> [DIRECTIVE]
Everything from the line that contains "If you could pick out the studio" through the final line of the records should be written out exactly, and nothing outside that span.

Data entries:
----
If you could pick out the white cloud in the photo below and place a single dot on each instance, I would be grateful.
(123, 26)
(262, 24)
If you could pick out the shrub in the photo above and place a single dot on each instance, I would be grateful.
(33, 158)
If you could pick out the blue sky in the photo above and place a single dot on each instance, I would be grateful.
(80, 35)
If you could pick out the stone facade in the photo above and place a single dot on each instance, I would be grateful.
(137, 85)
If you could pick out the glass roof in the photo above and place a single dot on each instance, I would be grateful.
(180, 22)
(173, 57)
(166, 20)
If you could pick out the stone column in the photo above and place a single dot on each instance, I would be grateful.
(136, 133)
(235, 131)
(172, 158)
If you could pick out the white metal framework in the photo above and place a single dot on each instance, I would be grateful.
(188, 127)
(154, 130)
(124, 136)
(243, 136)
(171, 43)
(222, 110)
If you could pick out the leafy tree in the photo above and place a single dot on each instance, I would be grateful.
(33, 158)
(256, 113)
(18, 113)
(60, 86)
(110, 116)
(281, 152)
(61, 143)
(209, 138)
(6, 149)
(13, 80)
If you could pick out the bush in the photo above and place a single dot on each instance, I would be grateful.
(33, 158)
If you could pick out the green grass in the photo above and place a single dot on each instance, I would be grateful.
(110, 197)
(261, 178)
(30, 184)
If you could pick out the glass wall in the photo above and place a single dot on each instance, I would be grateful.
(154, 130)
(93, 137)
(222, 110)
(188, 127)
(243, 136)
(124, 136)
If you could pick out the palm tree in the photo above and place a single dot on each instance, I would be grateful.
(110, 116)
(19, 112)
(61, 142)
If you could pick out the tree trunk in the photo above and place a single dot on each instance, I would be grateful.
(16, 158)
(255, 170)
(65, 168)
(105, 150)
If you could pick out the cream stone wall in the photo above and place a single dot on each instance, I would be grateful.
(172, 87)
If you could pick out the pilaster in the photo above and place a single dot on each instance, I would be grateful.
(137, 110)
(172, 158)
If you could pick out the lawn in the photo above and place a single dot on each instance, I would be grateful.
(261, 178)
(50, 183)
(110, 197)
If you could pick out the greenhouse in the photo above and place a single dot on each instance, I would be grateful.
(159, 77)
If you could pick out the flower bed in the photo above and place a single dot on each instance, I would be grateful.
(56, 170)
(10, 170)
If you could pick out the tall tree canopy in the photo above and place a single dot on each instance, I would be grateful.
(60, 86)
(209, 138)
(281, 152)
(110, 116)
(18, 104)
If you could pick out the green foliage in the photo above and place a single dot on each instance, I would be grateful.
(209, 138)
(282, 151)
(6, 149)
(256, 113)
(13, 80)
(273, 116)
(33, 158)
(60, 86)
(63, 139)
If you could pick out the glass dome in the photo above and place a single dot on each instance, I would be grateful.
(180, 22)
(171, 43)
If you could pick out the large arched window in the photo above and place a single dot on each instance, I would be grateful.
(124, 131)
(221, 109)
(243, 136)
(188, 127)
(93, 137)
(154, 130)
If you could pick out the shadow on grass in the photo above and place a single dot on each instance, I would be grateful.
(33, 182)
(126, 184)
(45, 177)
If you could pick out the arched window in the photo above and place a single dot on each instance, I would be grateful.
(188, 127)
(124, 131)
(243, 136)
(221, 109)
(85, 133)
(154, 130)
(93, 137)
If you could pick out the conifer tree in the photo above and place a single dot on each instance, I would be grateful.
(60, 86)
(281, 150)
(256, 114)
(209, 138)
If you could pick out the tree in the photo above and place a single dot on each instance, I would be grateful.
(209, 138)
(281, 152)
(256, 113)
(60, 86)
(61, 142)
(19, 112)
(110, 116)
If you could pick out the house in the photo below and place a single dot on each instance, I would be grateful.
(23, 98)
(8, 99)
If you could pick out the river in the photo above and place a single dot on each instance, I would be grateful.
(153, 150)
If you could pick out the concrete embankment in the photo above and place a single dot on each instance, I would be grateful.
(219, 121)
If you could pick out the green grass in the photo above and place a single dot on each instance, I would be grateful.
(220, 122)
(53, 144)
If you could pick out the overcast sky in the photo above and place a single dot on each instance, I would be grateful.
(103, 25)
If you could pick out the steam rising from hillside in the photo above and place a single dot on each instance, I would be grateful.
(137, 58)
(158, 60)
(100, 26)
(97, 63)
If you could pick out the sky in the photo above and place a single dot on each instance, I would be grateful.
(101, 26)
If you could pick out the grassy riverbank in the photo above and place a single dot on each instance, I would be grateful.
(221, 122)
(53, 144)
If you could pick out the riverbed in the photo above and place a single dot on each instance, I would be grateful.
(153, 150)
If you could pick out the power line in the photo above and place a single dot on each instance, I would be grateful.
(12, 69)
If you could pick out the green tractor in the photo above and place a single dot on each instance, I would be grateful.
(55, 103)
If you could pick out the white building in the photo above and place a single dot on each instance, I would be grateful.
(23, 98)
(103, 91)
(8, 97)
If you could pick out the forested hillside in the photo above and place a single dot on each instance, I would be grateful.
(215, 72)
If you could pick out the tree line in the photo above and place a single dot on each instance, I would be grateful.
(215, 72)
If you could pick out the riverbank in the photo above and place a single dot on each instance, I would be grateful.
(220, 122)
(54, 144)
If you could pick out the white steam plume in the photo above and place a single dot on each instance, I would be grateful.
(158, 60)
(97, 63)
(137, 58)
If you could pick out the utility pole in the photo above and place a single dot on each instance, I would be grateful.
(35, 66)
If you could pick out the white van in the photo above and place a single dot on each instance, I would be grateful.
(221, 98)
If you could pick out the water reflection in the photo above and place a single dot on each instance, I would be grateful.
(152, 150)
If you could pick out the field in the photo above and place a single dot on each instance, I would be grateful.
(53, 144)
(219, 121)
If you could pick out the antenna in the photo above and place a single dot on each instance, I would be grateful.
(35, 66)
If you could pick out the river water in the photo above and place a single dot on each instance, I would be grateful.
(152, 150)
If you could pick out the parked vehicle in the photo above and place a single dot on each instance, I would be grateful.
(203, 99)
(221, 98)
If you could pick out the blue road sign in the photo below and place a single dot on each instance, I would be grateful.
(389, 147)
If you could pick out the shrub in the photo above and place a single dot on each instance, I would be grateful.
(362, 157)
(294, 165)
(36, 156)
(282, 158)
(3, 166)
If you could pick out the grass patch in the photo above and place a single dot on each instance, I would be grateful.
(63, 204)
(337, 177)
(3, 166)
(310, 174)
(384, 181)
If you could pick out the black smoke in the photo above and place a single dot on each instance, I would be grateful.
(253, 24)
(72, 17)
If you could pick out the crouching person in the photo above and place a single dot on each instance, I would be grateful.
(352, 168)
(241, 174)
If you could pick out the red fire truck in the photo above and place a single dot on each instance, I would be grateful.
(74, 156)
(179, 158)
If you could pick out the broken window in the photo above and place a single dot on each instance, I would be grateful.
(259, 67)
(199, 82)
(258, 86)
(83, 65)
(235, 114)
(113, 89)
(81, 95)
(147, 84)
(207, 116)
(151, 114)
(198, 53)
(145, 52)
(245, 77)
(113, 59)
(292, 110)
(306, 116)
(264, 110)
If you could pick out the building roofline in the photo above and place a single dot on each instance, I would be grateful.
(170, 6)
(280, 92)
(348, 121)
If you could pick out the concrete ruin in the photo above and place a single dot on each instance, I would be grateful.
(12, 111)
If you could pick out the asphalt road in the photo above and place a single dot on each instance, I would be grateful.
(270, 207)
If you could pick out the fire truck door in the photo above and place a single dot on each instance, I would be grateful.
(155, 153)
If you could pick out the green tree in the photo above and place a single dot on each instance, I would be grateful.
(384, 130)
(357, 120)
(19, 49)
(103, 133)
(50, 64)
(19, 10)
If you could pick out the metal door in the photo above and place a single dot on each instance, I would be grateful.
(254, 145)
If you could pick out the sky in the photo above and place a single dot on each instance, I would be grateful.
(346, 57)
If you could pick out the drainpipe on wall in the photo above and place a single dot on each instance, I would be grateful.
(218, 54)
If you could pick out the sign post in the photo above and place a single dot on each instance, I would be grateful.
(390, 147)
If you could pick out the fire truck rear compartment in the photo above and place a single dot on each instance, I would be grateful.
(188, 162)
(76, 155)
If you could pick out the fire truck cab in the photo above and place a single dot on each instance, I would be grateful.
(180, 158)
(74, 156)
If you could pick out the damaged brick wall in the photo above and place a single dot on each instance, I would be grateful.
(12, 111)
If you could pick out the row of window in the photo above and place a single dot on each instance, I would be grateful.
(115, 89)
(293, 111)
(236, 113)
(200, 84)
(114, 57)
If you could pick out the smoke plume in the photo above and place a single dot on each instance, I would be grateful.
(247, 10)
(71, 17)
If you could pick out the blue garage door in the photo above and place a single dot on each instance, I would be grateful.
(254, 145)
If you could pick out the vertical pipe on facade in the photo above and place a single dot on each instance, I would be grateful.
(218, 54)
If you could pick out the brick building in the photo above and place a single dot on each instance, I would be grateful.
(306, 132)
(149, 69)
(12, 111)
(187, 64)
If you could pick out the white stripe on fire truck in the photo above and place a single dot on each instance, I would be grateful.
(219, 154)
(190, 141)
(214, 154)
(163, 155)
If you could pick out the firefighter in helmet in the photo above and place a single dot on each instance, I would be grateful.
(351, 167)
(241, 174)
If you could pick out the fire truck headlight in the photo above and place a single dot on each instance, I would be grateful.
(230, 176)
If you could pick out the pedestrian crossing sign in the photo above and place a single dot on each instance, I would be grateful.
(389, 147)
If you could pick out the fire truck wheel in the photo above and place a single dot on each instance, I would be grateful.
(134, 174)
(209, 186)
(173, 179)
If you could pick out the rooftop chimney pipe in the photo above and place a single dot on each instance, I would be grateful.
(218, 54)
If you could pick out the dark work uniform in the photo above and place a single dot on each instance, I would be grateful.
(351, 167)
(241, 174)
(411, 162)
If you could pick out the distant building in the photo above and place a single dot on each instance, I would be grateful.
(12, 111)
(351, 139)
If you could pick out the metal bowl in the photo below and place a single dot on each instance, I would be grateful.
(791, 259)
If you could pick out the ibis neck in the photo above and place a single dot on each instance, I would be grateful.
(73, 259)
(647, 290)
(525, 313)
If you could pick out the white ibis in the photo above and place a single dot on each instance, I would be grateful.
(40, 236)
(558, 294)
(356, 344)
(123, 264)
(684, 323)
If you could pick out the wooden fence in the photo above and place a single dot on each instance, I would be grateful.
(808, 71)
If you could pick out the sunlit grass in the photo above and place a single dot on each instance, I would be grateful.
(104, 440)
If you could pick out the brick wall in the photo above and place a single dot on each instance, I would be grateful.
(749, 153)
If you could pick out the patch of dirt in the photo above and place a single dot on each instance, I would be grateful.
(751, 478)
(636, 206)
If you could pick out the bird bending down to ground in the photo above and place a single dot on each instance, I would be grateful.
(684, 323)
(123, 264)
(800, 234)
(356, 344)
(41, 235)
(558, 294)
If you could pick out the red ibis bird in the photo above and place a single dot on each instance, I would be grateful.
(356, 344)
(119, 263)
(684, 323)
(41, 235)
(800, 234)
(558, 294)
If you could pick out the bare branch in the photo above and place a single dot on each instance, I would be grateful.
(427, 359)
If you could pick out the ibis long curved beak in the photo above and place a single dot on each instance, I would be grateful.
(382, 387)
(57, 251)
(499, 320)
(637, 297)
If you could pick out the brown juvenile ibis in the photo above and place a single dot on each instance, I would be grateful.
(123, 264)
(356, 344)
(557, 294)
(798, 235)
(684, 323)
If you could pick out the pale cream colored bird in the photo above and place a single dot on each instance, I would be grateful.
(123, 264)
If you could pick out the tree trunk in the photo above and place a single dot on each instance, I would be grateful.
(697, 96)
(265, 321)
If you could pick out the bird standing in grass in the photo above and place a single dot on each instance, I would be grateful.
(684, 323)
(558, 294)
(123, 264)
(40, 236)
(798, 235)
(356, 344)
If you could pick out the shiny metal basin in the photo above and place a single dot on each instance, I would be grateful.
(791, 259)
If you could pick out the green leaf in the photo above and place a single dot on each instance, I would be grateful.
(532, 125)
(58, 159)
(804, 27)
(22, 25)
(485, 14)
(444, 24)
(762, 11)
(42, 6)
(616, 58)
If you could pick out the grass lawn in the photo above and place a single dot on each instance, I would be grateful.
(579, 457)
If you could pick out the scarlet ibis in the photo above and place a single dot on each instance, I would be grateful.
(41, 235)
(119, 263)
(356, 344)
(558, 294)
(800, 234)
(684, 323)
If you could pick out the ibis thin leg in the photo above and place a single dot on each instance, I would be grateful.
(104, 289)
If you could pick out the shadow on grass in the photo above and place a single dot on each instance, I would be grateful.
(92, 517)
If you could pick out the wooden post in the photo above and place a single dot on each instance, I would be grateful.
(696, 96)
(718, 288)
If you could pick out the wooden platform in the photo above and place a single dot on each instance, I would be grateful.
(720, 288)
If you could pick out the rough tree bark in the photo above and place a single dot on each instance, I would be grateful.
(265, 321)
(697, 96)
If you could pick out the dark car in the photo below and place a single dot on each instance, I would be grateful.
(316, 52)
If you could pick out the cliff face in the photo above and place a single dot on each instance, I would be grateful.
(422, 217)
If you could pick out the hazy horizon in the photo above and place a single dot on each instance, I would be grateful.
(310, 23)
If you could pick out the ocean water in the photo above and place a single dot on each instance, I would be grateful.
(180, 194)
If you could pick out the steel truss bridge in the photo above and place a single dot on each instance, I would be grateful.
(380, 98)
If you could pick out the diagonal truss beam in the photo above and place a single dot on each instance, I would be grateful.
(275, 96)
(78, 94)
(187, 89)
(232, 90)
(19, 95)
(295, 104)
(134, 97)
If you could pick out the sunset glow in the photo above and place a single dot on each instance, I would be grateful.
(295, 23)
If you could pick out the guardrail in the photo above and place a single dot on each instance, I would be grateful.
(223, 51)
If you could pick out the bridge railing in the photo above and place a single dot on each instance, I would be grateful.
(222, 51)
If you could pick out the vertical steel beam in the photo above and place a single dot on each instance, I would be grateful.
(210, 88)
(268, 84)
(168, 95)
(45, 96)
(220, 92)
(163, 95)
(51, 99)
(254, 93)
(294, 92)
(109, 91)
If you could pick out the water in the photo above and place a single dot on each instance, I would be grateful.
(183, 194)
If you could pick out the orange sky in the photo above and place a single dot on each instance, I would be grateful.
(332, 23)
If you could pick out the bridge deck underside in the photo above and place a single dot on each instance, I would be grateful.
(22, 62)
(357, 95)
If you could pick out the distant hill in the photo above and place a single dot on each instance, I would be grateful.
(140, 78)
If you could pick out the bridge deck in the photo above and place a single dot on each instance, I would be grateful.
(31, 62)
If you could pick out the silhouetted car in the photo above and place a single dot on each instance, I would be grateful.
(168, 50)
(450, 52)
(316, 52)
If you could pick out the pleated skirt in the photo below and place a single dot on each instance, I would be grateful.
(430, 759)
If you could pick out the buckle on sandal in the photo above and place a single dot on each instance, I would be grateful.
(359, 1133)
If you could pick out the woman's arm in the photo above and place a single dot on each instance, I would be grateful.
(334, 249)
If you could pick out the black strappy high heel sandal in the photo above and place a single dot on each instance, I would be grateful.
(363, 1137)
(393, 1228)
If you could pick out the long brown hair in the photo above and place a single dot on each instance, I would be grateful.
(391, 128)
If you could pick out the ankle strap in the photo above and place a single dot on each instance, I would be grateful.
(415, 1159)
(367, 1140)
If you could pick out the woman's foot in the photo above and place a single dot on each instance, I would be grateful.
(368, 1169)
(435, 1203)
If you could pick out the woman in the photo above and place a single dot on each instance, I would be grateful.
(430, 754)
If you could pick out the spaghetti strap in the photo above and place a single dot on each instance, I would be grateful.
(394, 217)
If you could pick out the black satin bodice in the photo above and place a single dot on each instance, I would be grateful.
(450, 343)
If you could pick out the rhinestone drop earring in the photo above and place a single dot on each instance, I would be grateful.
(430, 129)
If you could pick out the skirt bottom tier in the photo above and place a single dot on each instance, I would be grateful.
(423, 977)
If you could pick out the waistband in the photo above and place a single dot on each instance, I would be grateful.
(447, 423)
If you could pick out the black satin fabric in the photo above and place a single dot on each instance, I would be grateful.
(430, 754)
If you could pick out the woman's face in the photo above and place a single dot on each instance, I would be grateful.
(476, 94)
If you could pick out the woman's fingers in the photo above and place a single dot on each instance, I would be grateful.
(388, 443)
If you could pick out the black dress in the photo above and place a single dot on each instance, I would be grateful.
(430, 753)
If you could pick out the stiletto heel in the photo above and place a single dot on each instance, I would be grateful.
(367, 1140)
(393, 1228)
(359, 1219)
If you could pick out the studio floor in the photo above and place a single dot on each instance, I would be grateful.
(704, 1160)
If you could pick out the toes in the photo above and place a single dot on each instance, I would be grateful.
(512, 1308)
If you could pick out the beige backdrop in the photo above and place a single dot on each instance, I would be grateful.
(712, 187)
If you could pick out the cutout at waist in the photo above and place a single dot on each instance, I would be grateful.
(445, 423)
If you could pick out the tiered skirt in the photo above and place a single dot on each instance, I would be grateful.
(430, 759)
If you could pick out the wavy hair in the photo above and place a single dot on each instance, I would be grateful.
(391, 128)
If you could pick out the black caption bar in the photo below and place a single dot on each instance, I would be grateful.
----
> [FULL OUTPUT]
If you could pick out the studio floor in the photo above and place a single dot on each instance, I would be grateful.
(704, 1160)
If you could pick out the toes in the photo above and place a single dot on each instance, I would be grateful.
(512, 1308)
If you could pick out the beige backdrop in the photo above and place a single dot on each instance, I would be grateful.
(712, 187)
If you could pick out the cutout at waist in the photo above and place a single dot on each instance, I would be grateful.
(445, 423)
If you could pick out the tiered skirt in the photo above and place a single dot on each instance, I would be grateful.
(430, 759)
If you could pick out the wavy hair in the photo above and place a single dot on each instance, I would be grateful.
(391, 128)
If you could pick out the black caption bar in the photo below and place a single dot on each instance, I would be grateful.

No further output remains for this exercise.